## Short exercise
Please find each line below that contains the word "helmet" and copy every such line in full.

══ Provided material

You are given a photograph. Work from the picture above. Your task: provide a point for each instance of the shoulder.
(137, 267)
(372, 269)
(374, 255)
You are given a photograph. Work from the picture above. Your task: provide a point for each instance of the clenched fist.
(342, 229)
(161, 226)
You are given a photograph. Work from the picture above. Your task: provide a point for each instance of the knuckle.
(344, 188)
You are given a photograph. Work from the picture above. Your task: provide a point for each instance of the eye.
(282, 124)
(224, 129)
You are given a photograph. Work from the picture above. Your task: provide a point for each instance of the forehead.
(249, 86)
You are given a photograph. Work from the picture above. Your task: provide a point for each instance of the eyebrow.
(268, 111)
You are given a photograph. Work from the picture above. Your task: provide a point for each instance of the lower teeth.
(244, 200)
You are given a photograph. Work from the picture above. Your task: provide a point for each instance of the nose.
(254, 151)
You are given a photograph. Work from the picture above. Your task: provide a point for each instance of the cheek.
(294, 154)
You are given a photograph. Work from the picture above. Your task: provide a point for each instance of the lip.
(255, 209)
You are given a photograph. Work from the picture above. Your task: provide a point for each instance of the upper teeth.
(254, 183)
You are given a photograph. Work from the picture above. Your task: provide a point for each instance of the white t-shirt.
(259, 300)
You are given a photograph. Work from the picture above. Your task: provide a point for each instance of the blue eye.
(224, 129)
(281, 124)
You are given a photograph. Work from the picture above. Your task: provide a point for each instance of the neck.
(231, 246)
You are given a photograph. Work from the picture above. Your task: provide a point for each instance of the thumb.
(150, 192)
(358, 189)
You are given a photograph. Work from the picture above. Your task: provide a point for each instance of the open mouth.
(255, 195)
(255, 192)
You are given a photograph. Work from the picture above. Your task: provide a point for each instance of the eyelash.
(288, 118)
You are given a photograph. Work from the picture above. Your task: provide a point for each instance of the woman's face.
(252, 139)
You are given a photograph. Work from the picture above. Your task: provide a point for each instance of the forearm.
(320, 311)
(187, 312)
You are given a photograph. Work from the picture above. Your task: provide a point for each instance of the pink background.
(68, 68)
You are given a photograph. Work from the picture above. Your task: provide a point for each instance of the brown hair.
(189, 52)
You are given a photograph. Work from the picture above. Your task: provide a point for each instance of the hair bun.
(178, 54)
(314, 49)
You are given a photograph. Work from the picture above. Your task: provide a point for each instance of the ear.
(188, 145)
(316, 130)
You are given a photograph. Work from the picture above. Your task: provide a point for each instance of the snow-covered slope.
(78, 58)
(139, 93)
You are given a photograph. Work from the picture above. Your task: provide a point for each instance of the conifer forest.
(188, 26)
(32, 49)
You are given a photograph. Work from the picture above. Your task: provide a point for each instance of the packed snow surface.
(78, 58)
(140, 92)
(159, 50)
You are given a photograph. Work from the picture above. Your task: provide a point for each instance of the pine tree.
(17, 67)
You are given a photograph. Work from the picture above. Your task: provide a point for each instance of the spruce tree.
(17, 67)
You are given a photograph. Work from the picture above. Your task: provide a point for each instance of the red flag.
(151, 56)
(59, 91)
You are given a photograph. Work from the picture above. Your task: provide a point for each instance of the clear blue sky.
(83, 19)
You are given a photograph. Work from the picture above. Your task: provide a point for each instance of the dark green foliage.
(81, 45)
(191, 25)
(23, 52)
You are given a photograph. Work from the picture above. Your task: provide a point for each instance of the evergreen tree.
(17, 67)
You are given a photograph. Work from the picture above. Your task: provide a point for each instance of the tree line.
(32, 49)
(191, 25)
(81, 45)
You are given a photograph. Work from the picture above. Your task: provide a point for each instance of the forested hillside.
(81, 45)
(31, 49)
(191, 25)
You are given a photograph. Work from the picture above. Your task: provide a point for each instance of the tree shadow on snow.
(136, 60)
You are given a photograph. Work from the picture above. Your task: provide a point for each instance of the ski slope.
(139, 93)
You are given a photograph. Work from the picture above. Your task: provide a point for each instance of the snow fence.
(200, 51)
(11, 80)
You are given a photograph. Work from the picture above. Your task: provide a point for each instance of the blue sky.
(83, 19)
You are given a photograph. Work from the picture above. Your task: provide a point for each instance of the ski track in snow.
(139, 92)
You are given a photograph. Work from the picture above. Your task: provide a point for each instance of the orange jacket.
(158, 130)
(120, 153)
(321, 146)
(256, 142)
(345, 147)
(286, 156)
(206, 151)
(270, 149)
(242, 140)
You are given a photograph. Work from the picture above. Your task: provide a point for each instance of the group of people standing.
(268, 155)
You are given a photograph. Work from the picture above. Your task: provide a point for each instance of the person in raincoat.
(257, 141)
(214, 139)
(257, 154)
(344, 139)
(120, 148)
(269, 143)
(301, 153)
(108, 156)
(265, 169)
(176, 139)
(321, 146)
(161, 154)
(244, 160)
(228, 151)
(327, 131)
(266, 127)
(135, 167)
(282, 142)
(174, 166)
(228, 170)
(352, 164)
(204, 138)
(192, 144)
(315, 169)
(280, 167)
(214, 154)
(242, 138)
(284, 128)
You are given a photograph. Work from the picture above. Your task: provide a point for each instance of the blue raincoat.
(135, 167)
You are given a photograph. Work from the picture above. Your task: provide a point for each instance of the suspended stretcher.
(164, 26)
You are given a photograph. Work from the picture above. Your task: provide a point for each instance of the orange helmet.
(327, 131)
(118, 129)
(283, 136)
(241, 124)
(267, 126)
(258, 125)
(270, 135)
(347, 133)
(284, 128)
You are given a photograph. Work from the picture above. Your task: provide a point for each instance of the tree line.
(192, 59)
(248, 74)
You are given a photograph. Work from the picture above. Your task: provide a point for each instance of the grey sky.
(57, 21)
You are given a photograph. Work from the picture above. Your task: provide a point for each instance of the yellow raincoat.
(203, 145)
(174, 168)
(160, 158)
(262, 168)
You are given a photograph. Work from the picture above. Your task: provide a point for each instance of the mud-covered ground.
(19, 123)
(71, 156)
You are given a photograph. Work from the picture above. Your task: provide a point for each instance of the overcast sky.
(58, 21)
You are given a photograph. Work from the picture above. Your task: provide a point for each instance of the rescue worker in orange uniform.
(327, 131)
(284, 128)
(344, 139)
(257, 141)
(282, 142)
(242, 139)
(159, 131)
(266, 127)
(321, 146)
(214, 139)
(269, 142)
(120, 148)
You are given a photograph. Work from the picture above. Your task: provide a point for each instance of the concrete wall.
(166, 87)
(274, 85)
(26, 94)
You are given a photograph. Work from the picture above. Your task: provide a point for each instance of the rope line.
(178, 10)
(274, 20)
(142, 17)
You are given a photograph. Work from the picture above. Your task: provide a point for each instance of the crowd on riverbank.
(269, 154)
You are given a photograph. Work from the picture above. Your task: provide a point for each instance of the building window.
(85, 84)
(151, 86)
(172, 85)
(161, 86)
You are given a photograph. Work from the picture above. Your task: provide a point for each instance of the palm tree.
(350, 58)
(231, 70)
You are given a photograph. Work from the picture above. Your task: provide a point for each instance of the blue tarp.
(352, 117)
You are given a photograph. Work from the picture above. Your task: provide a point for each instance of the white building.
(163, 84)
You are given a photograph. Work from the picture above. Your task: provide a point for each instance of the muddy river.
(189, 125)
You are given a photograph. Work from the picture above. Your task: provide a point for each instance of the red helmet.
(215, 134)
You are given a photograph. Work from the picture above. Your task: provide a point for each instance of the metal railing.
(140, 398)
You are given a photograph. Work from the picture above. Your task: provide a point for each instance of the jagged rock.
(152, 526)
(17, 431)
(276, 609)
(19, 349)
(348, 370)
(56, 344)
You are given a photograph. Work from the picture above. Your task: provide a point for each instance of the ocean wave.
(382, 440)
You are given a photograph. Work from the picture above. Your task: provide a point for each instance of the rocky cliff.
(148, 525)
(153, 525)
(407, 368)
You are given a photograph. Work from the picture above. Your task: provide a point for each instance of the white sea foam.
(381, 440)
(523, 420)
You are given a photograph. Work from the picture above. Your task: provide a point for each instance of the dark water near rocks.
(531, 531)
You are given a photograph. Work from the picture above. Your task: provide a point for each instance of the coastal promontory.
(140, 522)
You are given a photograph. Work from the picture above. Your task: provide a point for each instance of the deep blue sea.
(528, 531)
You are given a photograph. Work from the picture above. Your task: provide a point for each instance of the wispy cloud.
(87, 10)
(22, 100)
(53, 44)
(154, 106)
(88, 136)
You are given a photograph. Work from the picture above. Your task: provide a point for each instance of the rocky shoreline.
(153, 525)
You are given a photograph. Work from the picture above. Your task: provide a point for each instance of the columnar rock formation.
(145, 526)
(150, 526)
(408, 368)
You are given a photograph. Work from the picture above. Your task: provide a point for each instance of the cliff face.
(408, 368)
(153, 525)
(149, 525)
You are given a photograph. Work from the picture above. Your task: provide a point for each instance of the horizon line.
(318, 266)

════
══ Provided material

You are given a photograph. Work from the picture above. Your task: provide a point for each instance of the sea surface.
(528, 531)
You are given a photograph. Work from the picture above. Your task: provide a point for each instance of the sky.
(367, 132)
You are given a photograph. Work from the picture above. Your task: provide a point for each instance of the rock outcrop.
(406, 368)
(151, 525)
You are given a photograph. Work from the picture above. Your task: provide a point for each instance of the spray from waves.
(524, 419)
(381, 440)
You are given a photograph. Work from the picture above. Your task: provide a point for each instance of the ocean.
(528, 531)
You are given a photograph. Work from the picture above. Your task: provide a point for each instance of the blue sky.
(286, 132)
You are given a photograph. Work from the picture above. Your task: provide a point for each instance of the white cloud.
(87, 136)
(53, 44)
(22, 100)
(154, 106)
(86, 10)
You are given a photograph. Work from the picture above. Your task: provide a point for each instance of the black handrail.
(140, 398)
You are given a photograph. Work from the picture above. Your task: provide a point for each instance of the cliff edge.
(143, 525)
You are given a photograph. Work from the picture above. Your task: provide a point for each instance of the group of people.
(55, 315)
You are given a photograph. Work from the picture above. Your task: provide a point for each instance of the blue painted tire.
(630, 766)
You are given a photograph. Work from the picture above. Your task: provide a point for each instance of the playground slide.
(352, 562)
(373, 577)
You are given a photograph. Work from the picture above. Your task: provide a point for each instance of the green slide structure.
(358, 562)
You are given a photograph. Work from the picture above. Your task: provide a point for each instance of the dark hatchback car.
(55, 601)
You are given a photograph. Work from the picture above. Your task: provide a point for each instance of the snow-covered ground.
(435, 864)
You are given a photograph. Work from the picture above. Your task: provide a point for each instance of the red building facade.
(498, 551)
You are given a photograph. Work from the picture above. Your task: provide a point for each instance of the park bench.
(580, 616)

════
══ Provided material

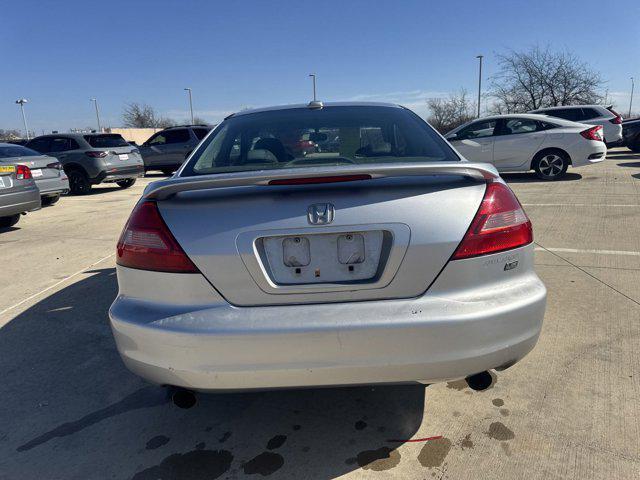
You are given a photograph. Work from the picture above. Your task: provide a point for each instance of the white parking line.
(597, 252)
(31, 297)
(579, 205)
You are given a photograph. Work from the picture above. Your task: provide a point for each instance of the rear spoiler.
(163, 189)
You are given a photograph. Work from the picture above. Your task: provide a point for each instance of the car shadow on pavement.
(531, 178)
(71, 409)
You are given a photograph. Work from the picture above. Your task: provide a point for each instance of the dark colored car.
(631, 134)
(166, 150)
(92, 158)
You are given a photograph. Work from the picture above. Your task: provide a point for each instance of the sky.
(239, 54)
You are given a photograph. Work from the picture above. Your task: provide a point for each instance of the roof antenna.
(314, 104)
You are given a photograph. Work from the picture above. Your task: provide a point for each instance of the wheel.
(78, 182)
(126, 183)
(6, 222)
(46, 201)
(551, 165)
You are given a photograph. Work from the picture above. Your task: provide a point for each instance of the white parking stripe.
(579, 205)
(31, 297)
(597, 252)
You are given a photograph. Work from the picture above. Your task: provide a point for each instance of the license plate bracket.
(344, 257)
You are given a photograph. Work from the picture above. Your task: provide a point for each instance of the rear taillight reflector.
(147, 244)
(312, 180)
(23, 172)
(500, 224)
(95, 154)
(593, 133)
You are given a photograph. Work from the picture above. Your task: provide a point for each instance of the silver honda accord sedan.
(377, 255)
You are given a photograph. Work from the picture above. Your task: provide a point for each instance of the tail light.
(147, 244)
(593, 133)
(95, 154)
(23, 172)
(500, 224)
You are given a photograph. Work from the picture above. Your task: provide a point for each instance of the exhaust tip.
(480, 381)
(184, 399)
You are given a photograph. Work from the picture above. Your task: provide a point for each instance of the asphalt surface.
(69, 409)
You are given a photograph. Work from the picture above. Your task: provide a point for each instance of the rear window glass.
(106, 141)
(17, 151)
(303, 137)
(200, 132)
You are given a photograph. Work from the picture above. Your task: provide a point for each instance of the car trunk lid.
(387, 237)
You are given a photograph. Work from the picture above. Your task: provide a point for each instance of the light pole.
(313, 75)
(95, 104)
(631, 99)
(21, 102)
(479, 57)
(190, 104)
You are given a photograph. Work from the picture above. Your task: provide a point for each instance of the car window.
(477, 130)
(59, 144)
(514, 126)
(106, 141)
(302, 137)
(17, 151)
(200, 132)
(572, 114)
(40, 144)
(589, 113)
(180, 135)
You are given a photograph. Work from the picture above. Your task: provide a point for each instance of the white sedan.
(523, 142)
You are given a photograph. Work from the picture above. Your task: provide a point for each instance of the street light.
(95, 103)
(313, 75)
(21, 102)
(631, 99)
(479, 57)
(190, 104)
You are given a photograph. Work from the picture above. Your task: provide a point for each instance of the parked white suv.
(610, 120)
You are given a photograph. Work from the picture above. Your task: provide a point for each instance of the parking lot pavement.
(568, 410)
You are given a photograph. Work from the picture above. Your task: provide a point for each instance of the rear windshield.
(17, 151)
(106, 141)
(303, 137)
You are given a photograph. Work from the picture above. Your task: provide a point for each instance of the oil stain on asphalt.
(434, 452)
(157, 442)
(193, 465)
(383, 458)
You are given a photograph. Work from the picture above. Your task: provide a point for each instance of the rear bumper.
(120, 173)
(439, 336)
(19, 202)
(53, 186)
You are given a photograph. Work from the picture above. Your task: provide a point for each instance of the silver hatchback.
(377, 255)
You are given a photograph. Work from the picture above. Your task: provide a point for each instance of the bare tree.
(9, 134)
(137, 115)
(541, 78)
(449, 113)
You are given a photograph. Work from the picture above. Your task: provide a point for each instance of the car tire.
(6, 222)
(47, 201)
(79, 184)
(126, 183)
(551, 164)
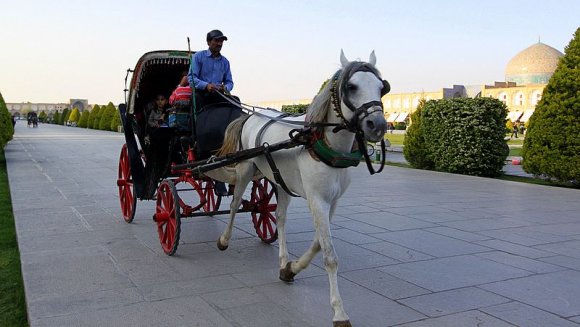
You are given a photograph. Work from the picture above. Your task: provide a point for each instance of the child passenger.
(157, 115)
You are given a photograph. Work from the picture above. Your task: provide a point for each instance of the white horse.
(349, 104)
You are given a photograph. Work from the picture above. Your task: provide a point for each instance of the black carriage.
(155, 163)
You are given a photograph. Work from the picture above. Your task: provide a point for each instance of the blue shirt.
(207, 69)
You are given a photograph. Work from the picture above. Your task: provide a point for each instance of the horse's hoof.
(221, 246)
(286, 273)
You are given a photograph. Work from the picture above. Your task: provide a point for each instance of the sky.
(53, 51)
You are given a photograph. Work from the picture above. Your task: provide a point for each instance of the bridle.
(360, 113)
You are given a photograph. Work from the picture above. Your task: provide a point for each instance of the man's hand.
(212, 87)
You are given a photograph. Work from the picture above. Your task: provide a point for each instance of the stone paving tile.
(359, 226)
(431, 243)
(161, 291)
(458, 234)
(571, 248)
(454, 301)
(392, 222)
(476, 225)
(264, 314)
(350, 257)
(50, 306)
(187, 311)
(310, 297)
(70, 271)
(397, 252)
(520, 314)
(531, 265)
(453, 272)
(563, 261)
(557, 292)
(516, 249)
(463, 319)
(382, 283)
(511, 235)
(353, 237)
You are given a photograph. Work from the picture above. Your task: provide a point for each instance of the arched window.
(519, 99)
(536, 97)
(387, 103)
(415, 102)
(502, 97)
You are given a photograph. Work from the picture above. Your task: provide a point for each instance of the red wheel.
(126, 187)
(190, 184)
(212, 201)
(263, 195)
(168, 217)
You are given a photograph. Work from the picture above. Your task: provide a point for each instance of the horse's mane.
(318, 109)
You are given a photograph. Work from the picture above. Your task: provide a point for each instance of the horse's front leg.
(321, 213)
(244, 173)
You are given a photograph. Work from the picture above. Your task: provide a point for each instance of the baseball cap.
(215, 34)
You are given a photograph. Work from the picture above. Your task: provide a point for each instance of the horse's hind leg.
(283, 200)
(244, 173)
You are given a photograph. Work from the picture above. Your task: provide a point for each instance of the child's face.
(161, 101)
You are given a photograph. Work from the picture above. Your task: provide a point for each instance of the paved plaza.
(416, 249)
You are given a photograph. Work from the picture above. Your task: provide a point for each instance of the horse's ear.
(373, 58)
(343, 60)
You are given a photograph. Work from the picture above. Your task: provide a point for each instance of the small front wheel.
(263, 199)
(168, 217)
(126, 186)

════

## Result of the task
You are given a photograph. Work from the picture above. Your task: provide a point for each instance of the orange helmet.
You are given a photograph. Work from the picture above. Your task: provide a point for each instance of the red helmet.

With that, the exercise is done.